§ **TASKS TO CARRY OUT**:
(a) In the text on the disinformation campaign over Syria's chemical weapons, why did the campaigners keep citing the Iraq war? Answer in one to three sentences.
(b) Continue the text on the disinformation campaign over Syria's chemical weapons from where it stops.

___ PAGE TEXT ___

In 2011 mass demonstrations broke out in Syria calling for an end to the regime of President Bashar al-Assad. The regime responded brutally and within months what had begun as political unrest turned into a full-scale war between government forces and a variety of armed groups. In the midst of that turmoil the regime began using chemical weapons – banned under international law.
The regime’s guilt was beyond reasonable doubt though it denied responsibility and Russia, as its chief ally, weighed in with vigorous support. So too did a number of small groups and individuals in the west – apparently sincere people who convinced themselves that one of the Middle East’s most oppressive regimes was the innocent victim of a plot to discredit it.
Among them were an assortment of university professors, retired spies, “independent” journalists, “anti-imperialists” and more than a few habitual conspiracy theorists. They accused rebel groups of faking the chemical attacks – a claim that became the starting point for a disinformation campaign stretching far beyond Syria.
This is the story of that campaign: how it originated, the ideas that drove it, and how it was choreographed with assistance from Russia.
Defending the Assad regime against charges of using banned weapons soon became an exercise in “post-truth” politics where hunches and assumptions took precedence over evidence and facts. By its own admission the regime had been manufacturing sarin, and laboratory analysis of samples showed the type of sarin used in attacks matched that in the regime’s stockpile.
Undaunted by such evidence, the regime’s defenders persisted in claiming the reports of chemical attacks were part of a conspiracy to deceive. Western powers, as they continuously pointed out, were known to have used lies and deception in the past – so why not now, in connection with Syria? As it happened, there was one notorious example of such deception that had particular resonance among the public and was ripe for exploitation: false claims about weapons of mass destruction in Iraq had been used to build public support for the US-led invasion in 2003, and the campaigners cited the Iraq war relentlessly to suggest Syria was a similar case (even though it wasn’t).

___ MATERIAL PROVIDED ___

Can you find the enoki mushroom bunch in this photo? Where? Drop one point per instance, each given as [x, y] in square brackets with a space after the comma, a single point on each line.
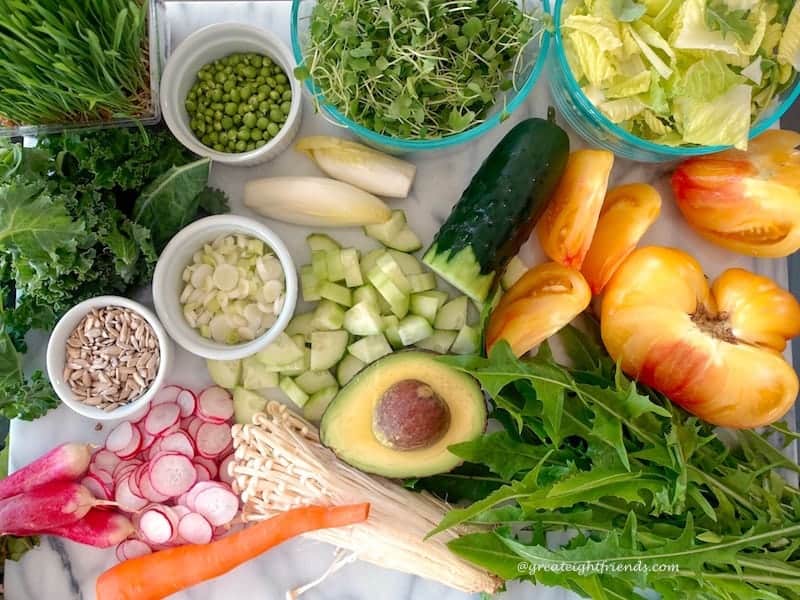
[280, 464]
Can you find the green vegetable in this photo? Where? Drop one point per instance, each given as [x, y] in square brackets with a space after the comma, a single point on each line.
[499, 208]
[417, 71]
[233, 102]
[642, 482]
[73, 61]
[67, 233]
[697, 72]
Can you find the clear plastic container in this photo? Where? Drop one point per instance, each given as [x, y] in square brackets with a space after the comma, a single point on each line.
[591, 124]
[158, 54]
[535, 57]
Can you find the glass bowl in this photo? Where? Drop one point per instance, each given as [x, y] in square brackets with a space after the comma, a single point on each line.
[535, 55]
[591, 124]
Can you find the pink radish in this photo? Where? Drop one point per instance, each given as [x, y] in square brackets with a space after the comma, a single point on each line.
[67, 462]
[218, 505]
[213, 439]
[50, 505]
[162, 417]
[166, 394]
[172, 474]
[215, 405]
[188, 403]
[132, 549]
[99, 528]
[195, 529]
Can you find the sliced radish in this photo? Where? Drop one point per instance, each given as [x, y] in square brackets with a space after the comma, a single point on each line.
[217, 504]
[172, 474]
[195, 529]
[180, 442]
[213, 439]
[168, 393]
[132, 549]
[120, 437]
[162, 417]
[188, 403]
[215, 405]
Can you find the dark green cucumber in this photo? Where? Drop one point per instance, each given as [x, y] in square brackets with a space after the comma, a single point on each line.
[499, 208]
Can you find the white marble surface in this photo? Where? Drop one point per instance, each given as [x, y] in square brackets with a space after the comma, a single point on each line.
[62, 570]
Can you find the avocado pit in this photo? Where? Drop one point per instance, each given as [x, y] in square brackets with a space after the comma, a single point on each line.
[410, 415]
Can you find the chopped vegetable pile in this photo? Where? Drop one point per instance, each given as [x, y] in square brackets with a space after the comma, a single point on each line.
[417, 70]
[683, 72]
[83, 215]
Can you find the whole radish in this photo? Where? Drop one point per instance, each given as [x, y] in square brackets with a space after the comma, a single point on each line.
[67, 462]
[99, 528]
[50, 505]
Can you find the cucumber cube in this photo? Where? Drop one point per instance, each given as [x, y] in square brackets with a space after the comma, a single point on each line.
[370, 348]
[453, 315]
[422, 282]
[309, 283]
[439, 342]
[336, 293]
[413, 329]
[348, 368]
[328, 316]
[363, 319]
[352, 268]
[327, 348]
[291, 389]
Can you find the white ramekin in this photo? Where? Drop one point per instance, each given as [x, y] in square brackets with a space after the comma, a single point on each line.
[168, 284]
[207, 45]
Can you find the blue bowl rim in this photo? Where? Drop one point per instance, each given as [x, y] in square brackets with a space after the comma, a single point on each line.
[640, 143]
[432, 144]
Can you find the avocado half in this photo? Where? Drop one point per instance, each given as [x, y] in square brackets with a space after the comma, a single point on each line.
[377, 397]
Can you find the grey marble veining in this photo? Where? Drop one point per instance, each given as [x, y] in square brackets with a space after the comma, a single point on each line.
[62, 570]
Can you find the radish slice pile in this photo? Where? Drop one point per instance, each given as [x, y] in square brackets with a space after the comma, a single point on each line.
[169, 470]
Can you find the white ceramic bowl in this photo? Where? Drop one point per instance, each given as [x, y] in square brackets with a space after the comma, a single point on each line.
[168, 284]
[207, 45]
[56, 354]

___

§ **EXPECTED RESPONSES**:
(a) False claims about weapons of mass destruction in Iraq had been used to build public support for the US-led invasion in 2003. That example of Western deception had particular resonance with the public and was ripe for exploitation, so the campaigners cited it to suggest that Syria was a similar case.

(b)
Defending Assad in this way had far-reaching implications, because in order to believe the claims of deception it was also necessary to believe that international investigators from the UN and the Organisation for the Prohibition of Chemical Weapons, along with western governments’ intelligence agencies and almost all of the mainstream media had not only got it wrong but were deliberately concealing the truth.
Denial of chemical attacks in Syria thus became the vehicle for a generalised assault on the credibility of governments, institutions and media in the west. This was the most insidious part because it coincided with broader Russian efforts to undermine confidence in western systems of government and it helped to fuel the populist trends epitomised by Britain’s vote to leave the European Union and the election of Donald Trump in the United States.
It also reinforced a variety of other conspiracy theories based on the presumption of a massive attempt to fool the public. It was no coincidence that among believers in the Syrian rebels’ fakery there were plenty who disputed the “official” version of the 9/11 attacks on New York and Washington and later, when the Coronavirus pandemic broke out, who could be found on social media denouncing lockdowns, face masks and vaccines as a sinister plot to impose control over people’s behaviour.